Excerpts from a pointing dataset:
[BEGIN]
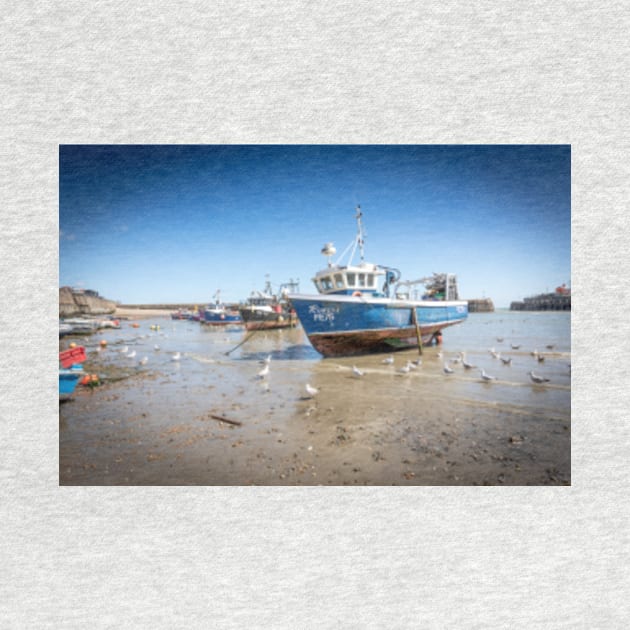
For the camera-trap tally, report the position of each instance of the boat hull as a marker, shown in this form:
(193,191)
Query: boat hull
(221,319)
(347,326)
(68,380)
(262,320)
[END]
[BEGIN]
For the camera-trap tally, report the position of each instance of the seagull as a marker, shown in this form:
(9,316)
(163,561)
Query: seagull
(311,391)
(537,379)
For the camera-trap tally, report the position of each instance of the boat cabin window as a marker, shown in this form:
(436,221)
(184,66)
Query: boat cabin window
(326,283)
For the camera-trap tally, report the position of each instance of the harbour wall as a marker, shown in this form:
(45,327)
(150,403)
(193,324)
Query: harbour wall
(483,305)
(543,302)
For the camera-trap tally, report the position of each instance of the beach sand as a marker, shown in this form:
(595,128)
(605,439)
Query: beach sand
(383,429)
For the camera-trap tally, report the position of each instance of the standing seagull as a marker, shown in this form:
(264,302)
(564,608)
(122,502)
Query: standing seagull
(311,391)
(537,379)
[END]
**Exercise description**
How many lines in the records above contain the string "window"? Case counts. Give only the number.

**Result for this exercise**
2